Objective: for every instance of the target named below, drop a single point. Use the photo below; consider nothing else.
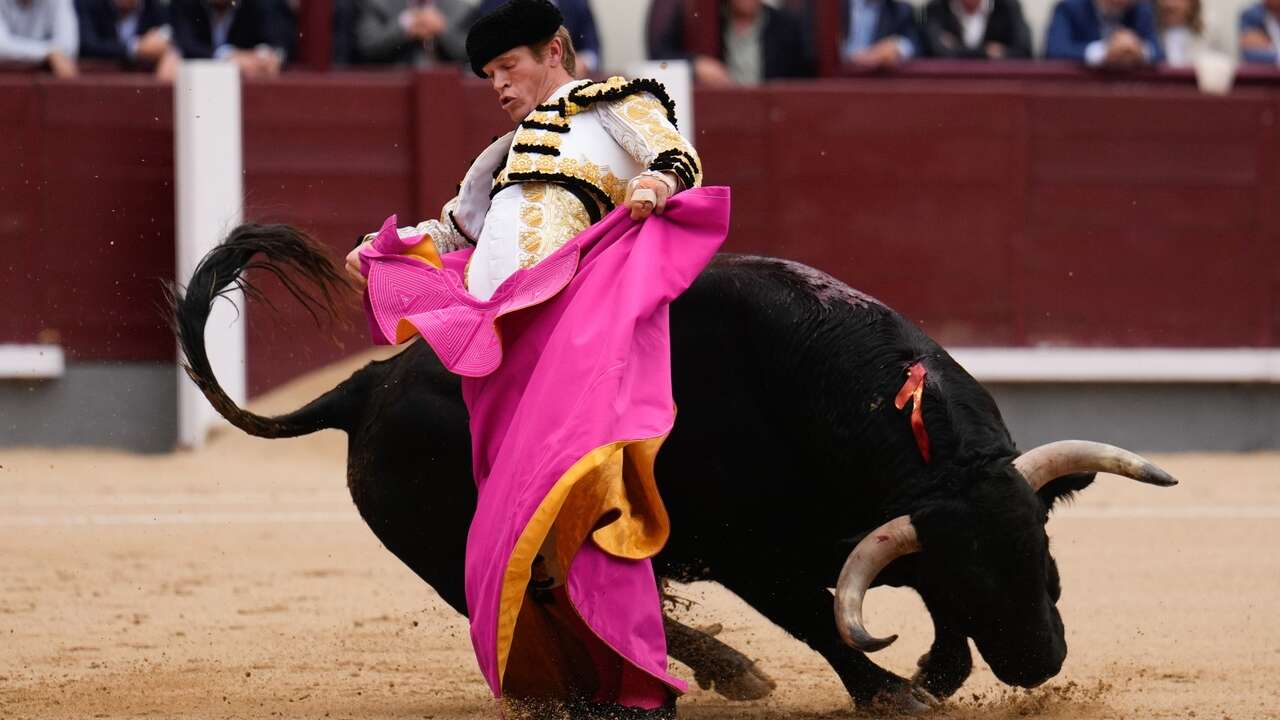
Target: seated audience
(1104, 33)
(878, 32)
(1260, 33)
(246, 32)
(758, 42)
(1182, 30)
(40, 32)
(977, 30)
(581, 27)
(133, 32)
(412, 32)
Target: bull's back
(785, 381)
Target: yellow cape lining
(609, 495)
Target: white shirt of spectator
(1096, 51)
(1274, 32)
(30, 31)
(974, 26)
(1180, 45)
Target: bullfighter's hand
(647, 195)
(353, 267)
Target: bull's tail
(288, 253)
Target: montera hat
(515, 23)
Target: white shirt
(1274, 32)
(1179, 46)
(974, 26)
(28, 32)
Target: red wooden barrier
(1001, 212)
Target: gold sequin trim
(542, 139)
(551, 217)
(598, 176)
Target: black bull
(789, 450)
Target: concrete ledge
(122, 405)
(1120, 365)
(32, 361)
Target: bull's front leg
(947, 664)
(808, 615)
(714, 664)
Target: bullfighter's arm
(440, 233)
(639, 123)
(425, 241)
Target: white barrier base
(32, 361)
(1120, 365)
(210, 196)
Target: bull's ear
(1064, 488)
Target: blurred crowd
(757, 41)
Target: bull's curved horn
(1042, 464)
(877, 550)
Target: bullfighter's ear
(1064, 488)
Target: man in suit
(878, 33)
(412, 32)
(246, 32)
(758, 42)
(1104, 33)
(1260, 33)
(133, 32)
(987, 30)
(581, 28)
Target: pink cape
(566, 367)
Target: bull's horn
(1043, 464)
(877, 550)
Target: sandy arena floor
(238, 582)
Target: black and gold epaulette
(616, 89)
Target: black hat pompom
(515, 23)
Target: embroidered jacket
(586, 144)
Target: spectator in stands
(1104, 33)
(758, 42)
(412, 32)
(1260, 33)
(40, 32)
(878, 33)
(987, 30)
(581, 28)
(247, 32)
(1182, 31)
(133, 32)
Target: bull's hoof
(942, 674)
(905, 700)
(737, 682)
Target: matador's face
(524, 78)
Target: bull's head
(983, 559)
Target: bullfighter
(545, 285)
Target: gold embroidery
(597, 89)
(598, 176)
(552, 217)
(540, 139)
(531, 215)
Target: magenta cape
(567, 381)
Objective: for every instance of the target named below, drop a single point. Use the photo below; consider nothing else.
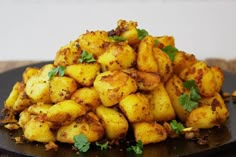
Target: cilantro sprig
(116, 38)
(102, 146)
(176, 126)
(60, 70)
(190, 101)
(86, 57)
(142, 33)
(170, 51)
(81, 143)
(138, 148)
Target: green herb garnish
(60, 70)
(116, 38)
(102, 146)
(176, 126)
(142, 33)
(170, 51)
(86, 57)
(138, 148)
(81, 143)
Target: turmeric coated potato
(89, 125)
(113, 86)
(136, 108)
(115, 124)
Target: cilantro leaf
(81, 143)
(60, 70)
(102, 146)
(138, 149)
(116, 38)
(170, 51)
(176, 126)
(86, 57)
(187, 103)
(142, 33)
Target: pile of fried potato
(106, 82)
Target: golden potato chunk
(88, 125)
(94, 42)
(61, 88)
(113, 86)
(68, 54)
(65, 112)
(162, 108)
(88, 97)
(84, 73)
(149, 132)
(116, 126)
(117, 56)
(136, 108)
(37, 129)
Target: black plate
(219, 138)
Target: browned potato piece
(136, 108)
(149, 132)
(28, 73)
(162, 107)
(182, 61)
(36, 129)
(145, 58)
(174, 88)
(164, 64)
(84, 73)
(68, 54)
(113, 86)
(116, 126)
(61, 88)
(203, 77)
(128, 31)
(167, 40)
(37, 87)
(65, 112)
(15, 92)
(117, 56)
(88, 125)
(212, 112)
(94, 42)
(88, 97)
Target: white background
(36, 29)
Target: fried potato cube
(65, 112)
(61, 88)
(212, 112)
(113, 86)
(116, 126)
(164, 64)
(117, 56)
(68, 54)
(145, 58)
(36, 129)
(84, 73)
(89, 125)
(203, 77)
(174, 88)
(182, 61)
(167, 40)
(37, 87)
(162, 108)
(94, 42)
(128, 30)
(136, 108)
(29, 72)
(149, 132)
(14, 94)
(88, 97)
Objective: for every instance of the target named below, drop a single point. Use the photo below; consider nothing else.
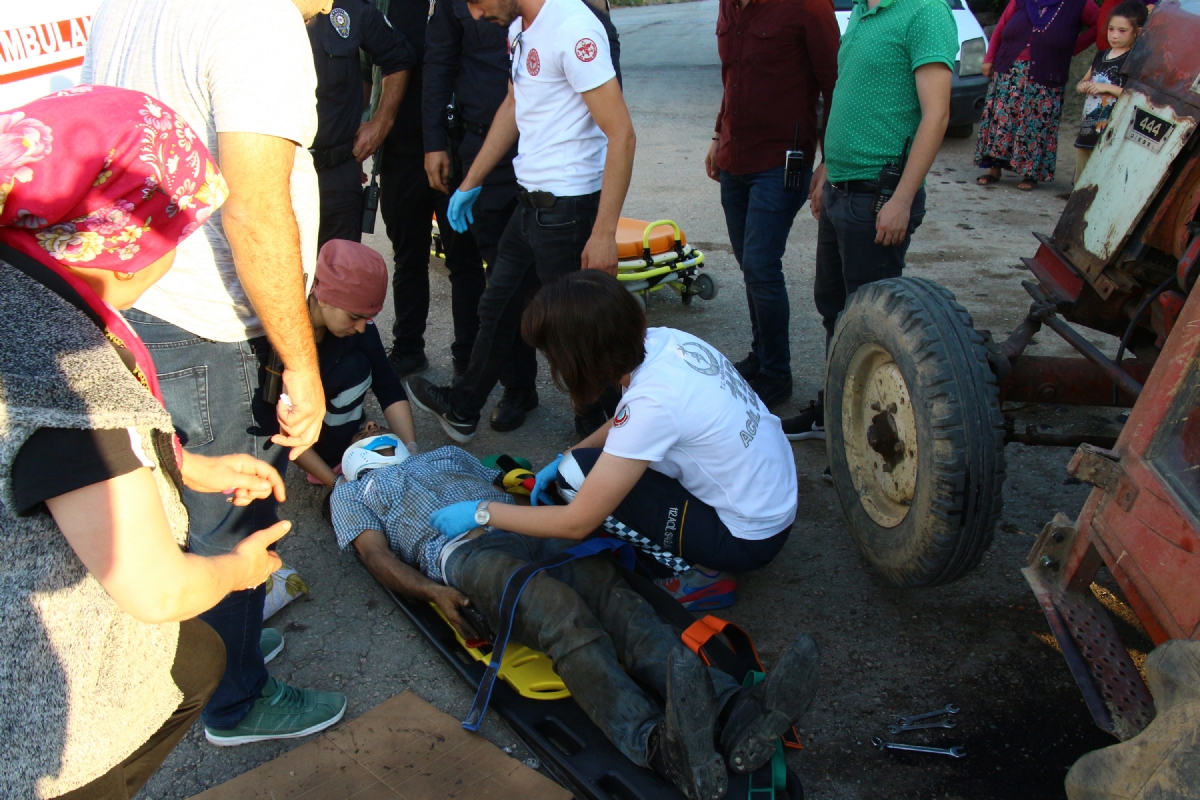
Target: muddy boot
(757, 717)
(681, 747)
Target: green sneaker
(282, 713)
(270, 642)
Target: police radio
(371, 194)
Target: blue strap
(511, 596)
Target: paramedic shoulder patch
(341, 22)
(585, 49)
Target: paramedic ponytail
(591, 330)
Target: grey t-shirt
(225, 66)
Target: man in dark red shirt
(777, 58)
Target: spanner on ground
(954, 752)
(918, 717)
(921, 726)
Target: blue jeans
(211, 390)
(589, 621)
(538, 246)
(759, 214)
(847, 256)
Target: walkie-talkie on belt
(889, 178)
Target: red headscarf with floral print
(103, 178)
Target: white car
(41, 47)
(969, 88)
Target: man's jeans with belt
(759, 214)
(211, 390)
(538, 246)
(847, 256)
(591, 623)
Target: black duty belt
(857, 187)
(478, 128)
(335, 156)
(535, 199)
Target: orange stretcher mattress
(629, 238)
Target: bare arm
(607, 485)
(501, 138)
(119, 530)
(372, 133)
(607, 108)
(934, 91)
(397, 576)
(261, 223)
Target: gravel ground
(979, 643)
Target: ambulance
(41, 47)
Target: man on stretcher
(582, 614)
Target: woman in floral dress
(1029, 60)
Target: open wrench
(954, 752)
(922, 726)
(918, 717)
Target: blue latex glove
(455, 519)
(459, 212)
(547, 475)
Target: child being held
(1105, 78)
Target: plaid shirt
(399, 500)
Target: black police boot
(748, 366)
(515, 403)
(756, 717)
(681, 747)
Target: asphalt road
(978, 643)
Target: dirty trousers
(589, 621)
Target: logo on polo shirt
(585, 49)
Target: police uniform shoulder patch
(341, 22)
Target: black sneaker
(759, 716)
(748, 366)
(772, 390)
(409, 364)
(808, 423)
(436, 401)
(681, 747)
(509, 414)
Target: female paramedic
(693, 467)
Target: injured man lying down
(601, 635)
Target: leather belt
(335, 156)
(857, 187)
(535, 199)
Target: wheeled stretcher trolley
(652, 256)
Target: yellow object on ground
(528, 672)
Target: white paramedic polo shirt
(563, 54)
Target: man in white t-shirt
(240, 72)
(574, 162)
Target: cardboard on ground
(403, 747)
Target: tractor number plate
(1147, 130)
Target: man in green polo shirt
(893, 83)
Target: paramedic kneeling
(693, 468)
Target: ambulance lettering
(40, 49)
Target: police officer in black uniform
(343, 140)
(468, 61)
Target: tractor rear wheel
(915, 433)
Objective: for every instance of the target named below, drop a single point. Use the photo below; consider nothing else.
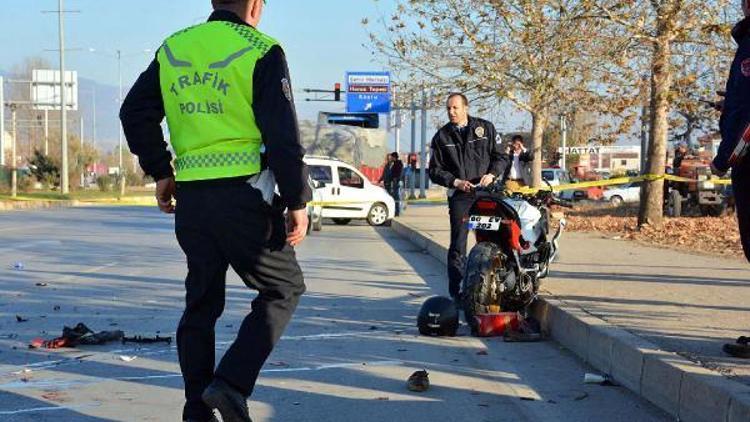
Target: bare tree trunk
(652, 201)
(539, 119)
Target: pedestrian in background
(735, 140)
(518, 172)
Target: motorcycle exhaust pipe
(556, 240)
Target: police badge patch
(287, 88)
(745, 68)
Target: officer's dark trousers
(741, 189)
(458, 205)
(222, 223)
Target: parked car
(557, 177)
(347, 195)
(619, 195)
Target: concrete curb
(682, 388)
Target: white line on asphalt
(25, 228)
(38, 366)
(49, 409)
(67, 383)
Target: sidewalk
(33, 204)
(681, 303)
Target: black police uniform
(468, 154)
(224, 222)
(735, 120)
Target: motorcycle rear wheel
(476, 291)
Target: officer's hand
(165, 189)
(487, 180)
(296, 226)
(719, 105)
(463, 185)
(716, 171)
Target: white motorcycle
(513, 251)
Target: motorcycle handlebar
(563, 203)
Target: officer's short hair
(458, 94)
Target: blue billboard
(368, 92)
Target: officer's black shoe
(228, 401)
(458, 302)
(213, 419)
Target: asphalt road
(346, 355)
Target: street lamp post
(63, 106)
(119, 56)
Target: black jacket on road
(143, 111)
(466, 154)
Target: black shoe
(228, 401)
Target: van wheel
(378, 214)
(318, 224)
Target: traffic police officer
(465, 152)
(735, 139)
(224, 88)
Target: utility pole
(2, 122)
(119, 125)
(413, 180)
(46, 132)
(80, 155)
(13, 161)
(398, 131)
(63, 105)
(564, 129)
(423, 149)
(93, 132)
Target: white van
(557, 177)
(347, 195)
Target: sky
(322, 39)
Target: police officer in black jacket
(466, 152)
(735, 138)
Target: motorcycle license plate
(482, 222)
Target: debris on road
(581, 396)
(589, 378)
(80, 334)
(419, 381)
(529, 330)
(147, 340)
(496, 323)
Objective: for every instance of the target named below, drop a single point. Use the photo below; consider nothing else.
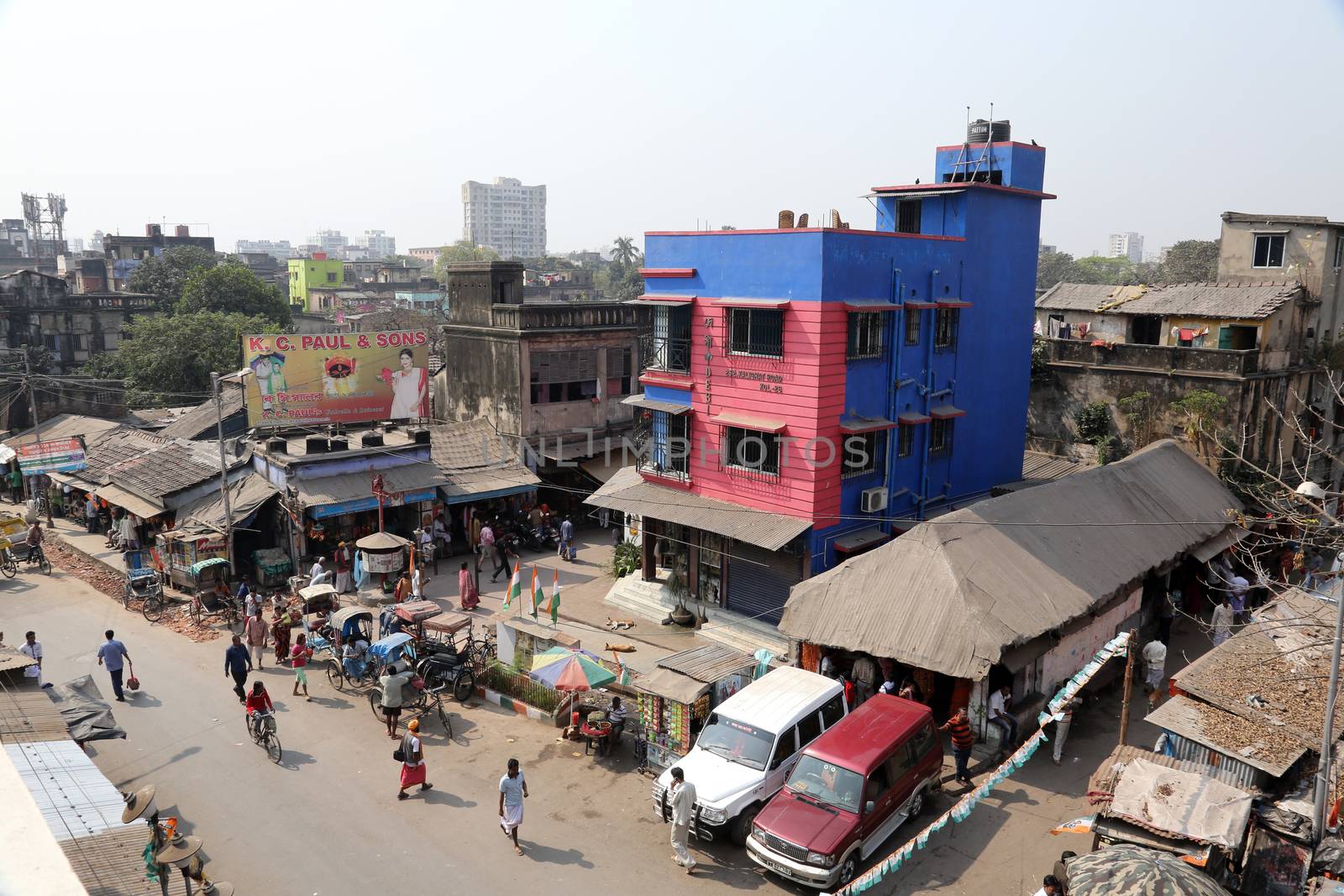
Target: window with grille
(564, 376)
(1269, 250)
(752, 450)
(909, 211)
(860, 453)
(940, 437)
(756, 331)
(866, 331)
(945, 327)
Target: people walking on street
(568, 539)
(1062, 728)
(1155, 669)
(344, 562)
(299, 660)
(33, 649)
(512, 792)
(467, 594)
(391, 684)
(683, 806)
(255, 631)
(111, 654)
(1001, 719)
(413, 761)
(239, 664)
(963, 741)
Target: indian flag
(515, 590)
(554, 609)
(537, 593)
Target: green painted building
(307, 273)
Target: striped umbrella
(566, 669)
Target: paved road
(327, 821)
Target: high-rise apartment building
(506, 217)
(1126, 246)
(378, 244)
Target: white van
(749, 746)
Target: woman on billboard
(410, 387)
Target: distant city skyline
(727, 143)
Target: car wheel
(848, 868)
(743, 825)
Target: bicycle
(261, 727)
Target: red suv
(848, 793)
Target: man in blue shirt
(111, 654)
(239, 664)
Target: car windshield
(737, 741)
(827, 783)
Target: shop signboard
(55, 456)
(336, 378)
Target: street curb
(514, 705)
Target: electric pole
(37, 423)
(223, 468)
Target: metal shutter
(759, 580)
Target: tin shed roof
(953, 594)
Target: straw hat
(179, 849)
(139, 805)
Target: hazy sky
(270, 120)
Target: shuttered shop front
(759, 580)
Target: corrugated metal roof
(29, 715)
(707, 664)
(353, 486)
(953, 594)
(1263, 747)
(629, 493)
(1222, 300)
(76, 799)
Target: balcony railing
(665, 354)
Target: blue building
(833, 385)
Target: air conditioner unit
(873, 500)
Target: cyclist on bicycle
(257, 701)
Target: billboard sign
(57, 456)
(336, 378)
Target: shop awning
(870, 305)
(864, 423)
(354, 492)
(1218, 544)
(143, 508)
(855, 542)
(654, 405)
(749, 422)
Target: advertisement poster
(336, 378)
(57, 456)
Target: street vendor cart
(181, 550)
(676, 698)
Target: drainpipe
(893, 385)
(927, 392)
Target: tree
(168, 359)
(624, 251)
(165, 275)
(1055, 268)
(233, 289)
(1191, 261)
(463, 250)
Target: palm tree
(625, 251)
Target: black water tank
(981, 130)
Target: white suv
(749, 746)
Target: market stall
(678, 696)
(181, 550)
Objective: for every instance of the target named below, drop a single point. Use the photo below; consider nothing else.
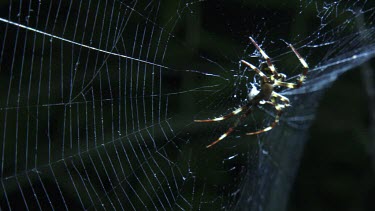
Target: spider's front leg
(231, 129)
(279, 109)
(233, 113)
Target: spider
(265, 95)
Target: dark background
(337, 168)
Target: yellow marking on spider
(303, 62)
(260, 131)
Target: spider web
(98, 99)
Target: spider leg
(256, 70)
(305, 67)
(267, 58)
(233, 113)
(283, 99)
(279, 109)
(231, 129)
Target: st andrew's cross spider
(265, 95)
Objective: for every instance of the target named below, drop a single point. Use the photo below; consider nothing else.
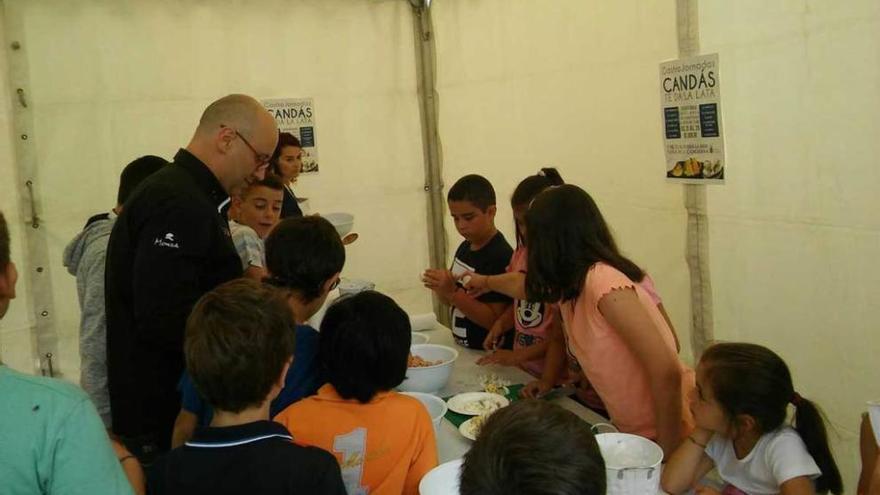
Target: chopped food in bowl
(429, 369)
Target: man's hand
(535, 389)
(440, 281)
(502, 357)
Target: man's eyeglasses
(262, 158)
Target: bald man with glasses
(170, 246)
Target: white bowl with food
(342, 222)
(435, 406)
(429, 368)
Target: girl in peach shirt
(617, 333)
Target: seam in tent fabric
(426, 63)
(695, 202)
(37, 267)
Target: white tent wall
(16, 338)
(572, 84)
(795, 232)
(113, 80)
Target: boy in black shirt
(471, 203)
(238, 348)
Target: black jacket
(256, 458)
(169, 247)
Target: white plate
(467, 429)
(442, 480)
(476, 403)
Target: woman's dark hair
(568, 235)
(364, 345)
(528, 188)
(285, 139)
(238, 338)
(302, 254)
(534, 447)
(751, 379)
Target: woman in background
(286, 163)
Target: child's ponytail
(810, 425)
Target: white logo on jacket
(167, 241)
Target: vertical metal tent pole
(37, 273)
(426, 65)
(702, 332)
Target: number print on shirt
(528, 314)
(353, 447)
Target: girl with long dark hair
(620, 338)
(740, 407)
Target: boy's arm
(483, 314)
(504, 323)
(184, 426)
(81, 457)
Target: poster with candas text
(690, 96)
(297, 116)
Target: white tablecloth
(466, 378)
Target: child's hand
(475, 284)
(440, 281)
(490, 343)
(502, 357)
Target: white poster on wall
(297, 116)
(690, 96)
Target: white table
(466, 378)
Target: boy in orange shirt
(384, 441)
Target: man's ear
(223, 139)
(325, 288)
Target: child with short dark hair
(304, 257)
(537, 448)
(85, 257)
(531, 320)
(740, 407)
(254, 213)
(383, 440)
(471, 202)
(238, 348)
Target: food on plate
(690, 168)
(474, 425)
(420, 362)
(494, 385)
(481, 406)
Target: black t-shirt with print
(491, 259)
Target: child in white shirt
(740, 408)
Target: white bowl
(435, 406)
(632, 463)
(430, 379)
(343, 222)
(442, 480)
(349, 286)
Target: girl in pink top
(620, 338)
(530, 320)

YOUR TASK
With both ends included, please retype exactly the lines from the line containing "Target: woman in background" to the final line of the data.

ANSWER TO THE EXERCISE
Target: woman in background
(286, 163)
Target: child's ponytail
(810, 425)
Target: white logo on jacket
(167, 241)
Target: vertical metal tent pole
(37, 273)
(426, 65)
(702, 332)
Target: number print on shirt
(528, 314)
(353, 447)
Target: girl with long dark hair
(620, 338)
(740, 407)
Target: boy's arm
(483, 314)
(504, 323)
(184, 426)
(81, 457)
Target: poster with candas text
(690, 96)
(297, 116)
Target: white tablecloth
(466, 378)
Target: child's hand
(475, 284)
(440, 281)
(490, 343)
(502, 357)
Target: white poster on wall
(297, 116)
(690, 96)
Target: white table
(466, 378)
Target: boy in orange shirt
(384, 441)
Target: man's ear
(223, 139)
(325, 288)
Target: child with short dark hair
(304, 257)
(537, 448)
(85, 257)
(531, 320)
(740, 407)
(254, 213)
(383, 440)
(471, 202)
(238, 348)
Target: food on plate
(690, 168)
(474, 425)
(420, 362)
(494, 385)
(481, 406)
Target: black t-shirt with print
(491, 259)
Target: child in white shirt
(740, 408)
Target: white bowl
(435, 406)
(632, 463)
(430, 379)
(343, 222)
(442, 480)
(349, 286)
Target: girl in pink top
(620, 338)
(530, 320)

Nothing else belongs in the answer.